**Action item:** Reproduce the entries exactly.

**Data for this task:**
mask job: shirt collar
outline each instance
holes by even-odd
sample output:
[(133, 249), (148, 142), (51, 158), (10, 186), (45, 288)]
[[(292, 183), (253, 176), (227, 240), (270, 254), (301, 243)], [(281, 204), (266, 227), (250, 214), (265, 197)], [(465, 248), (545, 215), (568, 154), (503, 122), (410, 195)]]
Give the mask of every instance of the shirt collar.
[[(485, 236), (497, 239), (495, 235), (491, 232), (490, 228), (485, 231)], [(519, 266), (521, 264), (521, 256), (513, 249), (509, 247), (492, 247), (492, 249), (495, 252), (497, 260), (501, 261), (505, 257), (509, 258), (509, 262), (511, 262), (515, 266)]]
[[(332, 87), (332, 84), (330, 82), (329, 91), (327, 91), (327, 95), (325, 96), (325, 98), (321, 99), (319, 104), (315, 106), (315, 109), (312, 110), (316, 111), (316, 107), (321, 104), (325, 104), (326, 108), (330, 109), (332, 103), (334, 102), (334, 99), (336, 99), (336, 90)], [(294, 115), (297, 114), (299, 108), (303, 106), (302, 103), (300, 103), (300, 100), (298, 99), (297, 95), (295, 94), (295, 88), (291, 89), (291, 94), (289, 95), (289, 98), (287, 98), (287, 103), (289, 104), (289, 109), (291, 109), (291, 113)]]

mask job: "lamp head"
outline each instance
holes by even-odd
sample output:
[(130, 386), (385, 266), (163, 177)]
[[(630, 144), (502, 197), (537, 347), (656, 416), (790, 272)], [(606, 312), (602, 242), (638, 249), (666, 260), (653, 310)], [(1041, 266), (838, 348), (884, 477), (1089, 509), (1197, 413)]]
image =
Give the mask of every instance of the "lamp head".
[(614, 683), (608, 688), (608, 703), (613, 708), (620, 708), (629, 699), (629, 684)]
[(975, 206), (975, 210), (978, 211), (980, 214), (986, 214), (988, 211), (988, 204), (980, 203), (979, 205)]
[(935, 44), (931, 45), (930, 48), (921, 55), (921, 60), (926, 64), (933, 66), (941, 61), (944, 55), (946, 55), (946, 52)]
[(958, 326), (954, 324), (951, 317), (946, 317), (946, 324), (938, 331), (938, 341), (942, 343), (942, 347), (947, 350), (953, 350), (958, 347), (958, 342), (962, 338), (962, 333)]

**Response box:**
mask job: shirt collar
outline each instance
holes by even-odd
sample output:
[(133, 249), (148, 142), (51, 158), (10, 186), (45, 288)]
[[(292, 183), (253, 176), (227, 240), (270, 254), (301, 243)], [(281, 204), (266, 227), (250, 214), (265, 197)], [(465, 248), (545, 215), (568, 154), (503, 122), (410, 195)]]
Give the mask of every instance of the shirt collar.
[[(485, 236), (497, 239), (495, 235), (491, 232), (490, 228), (485, 231)], [(519, 266), (521, 264), (521, 256), (513, 249), (509, 247), (492, 247), (492, 249), (495, 252), (497, 260), (501, 261), (505, 257), (509, 258), (509, 262), (511, 262), (515, 266)]]
[[(332, 87), (332, 84), (330, 82), (329, 91), (327, 91), (327, 95), (325, 96), (325, 98), (321, 99), (319, 104), (315, 106), (315, 109), (312, 110), (316, 111), (316, 107), (321, 104), (325, 104), (326, 108), (330, 109), (332, 103), (334, 102), (334, 99), (336, 99), (336, 90)], [(294, 115), (297, 114), (299, 108), (303, 106), (302, 103), (300, 103), (300, 100), (298, 99), (297, 95), (295, 94), (295, 88), (291, 89), (291, 94), (289, 95), (289, 98), (287, 98), (287, 103), (289, 104), (289, 109), (291, 109), (291, 113)]]

mask job: "lamp head"
outline each instance
holes by even-odd
sample output:
[(130, 386), (385, 266), (163, 177)]
[[(630, 144), (502, 197), (537, 347), (656, 416), (790, 272)], [(606, 312), (602, 242), (638, 249), (666, 260), (653, 310)], [(1041, 266), (838, 348), (884, 477), (1089, 509), (1197, 413)]]
image =
Give the mask of every instance of the "lamp head".
[(614, 683), (608, 688), (608, 703), (613, 708), (620, 708), (629, 699), (629, 684)]
[(975, 206), (975, 210), (978, 211), (980, 214), (986, 214), (988, 211), (988, 204), (980, 203), (979, 205)]
[(935, 44), (931, 45), (930, 48), (921, 55), (921, 60), (926, 64), (933, 66), (941, 61), (944, 55), (946, 55), (946, 52)]
[(958, 326), (954, 324), (951, 317), (946, 317), (946, 324), (938, 331), (938, 341), (942, 343), (942, 347), (947, 350), (953, 350), (958, 347), (958, 342), (962, 338), (962, 333)]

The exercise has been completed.